Brief: Convert the items from the line containing "[indicate] the drainpipe" through the end of the items, inclusive, into a JSON list of strings with one string per line and blank lines omitted.

-- Start of Exercise inputs --

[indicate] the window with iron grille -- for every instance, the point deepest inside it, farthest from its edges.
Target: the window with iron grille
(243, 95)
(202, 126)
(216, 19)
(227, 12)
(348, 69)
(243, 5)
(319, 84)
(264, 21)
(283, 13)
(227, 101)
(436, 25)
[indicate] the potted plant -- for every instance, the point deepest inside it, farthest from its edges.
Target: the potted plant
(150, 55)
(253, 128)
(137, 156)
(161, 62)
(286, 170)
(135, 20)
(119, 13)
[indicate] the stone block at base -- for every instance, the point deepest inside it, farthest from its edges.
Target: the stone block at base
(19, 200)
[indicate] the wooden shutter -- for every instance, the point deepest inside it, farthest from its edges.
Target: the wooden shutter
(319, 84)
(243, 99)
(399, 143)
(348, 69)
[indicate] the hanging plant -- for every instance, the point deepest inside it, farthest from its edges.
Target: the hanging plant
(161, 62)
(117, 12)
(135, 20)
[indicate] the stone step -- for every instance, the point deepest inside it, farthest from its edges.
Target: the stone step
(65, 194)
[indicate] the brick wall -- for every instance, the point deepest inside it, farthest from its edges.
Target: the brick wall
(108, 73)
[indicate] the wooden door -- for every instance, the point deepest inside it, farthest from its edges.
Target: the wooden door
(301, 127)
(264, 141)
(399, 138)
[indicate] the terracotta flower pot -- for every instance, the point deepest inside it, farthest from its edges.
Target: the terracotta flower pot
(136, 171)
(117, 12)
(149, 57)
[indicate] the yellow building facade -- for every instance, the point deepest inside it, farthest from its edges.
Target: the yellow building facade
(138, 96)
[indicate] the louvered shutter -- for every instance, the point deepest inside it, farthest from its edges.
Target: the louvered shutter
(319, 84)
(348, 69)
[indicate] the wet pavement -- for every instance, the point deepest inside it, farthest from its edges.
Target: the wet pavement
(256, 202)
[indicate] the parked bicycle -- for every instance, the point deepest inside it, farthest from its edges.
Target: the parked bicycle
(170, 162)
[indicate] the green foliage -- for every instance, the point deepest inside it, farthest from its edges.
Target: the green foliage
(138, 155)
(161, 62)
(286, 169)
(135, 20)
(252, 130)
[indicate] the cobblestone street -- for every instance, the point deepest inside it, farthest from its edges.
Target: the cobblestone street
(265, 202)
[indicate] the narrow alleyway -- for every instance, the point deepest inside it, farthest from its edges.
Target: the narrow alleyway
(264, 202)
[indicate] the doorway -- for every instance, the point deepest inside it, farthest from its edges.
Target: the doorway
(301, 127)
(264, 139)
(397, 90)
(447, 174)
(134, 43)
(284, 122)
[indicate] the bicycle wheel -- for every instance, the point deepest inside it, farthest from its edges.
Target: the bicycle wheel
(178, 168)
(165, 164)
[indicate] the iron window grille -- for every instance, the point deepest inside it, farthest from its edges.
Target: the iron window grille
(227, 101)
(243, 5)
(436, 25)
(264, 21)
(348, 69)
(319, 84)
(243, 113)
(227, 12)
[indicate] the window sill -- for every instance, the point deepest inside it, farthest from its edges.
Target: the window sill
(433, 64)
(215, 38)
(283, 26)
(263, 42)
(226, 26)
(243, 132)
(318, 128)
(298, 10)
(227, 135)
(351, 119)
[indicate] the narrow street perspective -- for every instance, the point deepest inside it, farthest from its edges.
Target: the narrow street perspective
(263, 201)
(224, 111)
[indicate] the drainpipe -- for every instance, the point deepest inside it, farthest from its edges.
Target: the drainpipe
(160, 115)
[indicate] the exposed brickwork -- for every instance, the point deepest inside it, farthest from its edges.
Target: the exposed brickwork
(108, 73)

-- End of Exercise inputs --

Right answer:
[
  "[indicate] the drainpipe -- for every instance, the point deepest inside it, farthest from its edges.",
  "Target: the drainpipe",
  "(160, 115)",
  "[indicate] the exposed brickwork -- for every instance, the point deepest inside it, farthest from its edges.",
  "Target: the exposed brickwork",
  "(108, 73)"
]